▶ _Problems to solve_
**a)** In the SoCal meet thread, which two March dates does cvjoint say they are free for a meet?
**b)** Continue the SoCal meet thread from where it stops.

▶ _Selected text_

---*---

# So. cal meet?



## eugene (Nov 17, 2008)

Hello everybody. I'm new to diyma but everyone has been friendly and am enjoying the site. I've been thinking of possibly hosting a bbq some time in the near future.. details to be worked out. come see the original post at the image dynamics forum.

Board Message


I would love to see some of you guys come out.. would be fun. Let's hear your thoughts..


----------



## michaelsil1 (May 24, 2007)

I'm always down for a good BBQ.


----------



## James Bang (Jul 25, 2007)

I'll would be up for SoCal SQ Meat pt.2


----------



## veloze (Jul 2, 2007)

Yes sireeeee!!!!! I'm down for some Korean BBQ ribs....yumi! :beerchug:


----------



## circa40 (Jan 20, 2008)

heck yeah! I got to make up for some of the ribs i missed last time


----------



## michaelsil1 (May 24, 2007)

Eugene,

I forgot to mention that the guys are picky about what's served. :chef:


----------



## WaTTsLOk187 (May 1, 2007)

Carne Asada? Where?


----------



## cvjoint (Mar 10, 2006)

yummmy bbq! I'm free two weekends in March for a meet 21st and 28th. If these are planned around that time I'm in!


----------



## AndyInOC (Jul 22, 2008)

---*---

▶ _Recorded information_
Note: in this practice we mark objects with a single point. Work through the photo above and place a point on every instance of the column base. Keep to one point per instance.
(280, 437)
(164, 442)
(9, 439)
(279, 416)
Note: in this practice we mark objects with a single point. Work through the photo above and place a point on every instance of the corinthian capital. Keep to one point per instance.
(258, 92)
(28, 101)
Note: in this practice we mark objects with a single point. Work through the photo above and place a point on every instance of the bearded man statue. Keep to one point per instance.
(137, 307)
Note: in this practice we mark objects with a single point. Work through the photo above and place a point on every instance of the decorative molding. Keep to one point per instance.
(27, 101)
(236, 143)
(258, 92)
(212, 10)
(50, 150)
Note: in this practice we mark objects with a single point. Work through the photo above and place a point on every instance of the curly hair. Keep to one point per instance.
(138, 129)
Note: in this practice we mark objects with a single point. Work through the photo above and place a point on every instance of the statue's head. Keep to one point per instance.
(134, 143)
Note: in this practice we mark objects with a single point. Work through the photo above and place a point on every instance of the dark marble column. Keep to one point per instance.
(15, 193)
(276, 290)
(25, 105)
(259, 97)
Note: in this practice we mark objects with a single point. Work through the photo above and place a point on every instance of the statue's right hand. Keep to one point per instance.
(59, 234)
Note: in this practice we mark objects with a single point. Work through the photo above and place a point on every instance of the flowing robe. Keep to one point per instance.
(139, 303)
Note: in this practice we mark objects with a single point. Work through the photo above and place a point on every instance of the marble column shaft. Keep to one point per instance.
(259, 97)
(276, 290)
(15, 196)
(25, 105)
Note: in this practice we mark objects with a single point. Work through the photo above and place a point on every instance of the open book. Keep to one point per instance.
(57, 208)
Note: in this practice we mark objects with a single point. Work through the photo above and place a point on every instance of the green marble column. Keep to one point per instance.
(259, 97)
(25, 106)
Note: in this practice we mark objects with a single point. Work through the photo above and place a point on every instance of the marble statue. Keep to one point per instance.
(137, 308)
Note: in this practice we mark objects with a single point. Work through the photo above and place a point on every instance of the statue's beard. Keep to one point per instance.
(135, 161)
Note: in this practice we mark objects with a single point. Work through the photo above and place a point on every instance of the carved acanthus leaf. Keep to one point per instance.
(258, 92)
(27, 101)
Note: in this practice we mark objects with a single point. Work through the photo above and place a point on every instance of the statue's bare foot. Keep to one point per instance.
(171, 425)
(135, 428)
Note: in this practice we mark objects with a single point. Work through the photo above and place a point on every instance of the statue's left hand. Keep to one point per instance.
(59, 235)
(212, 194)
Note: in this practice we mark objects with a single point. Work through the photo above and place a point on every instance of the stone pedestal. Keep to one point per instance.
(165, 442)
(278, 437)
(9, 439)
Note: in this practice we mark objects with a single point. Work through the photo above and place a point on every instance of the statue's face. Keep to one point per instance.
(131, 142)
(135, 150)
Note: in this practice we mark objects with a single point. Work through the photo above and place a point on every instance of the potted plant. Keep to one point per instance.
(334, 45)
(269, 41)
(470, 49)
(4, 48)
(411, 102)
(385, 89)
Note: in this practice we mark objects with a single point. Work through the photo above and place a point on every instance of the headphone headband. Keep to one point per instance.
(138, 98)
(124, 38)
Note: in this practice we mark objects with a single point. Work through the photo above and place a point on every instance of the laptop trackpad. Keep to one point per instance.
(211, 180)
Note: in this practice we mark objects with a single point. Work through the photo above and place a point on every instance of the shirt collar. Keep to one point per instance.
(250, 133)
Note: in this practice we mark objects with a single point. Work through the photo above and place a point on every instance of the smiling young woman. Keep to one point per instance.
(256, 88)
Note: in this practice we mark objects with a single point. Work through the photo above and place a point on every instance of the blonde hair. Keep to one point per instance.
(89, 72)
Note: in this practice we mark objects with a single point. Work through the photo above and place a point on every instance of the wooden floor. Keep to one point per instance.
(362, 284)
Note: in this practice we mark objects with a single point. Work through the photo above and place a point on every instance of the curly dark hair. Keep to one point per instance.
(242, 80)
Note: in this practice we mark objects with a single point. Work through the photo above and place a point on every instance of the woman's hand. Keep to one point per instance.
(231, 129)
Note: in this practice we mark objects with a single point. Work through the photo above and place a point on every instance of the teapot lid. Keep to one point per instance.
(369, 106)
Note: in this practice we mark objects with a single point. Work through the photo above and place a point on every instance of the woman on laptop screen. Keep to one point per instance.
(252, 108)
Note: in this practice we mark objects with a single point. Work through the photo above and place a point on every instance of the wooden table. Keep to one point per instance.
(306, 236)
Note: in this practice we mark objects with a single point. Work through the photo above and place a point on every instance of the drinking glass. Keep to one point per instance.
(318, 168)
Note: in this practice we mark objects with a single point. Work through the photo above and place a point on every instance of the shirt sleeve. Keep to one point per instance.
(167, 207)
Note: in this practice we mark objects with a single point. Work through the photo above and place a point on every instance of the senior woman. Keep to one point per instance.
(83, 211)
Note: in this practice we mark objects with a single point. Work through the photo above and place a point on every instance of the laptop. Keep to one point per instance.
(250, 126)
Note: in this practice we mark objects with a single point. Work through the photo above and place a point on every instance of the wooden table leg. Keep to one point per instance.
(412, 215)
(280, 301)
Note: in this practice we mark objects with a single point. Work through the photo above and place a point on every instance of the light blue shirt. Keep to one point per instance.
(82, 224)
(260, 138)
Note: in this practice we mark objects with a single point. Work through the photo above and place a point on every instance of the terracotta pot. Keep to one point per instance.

---*---

▶ _Outputs in order_
**a)** The 21st and the 28th.

**b)**
I would definitely be down for another meet, but it all depends on timing because work and life is beyond insane lately


----------



## sr20det510 (May 20, 2007)

Carne Asada, hotlinks, and ribs- Oh, my!


----------



## Jayvuu (Dec 11, 2007)

in for another bbq meat.


----------



## michaelsil1 (May 24, 2007)

Eugene,

Some of us are willing to pitch in.


----------



## eugene (Nov 17, 2008)

michaelsil1 said:


> Eugene,
> 
> Some of us are willing to pitch in.


Awesome.. I will keep everybody posted on the details as the plans solidify. I think a good time for this will be in about a month or so because we have the riverside event coming up soon anyway.

I may choose to keep this thing small and if so i will definitely pm everybody that has expressed interest in attending. Should be a fun time tho.. and if it's at my house then i will try to cover most of the costs myself (if thats possible) so it shouldn't be too much. or we can do the potluck thing, which seemed to turn out well for the last bbq.


----------



## michaelsil1 (May 24, 2007)

cvjoint said:


> yummmy bbq! I'm free two weekends in March for a meet 21st and 28th. If these are planned around that time I'm in!


Eugene,

See if you can accommodate George, he's not having that much fun since he started going for his PHD.


----------



## eugene (Nov 17, 2008)

michaelsil1 said:


> Eugene,
> 
> See if you can accommodate George, he's not having that much fun since he started going for his PHD.


Will do. I think those are good dates anyway so he'll be in luck.


----------



## sr20det510 (May 20, 2007)

eugene said:


> Awesome.. I will keep everybody posted on the details as the plans solidify. I think a good time for this will be in about a month or so because we have the riverside event coming up soon anyway.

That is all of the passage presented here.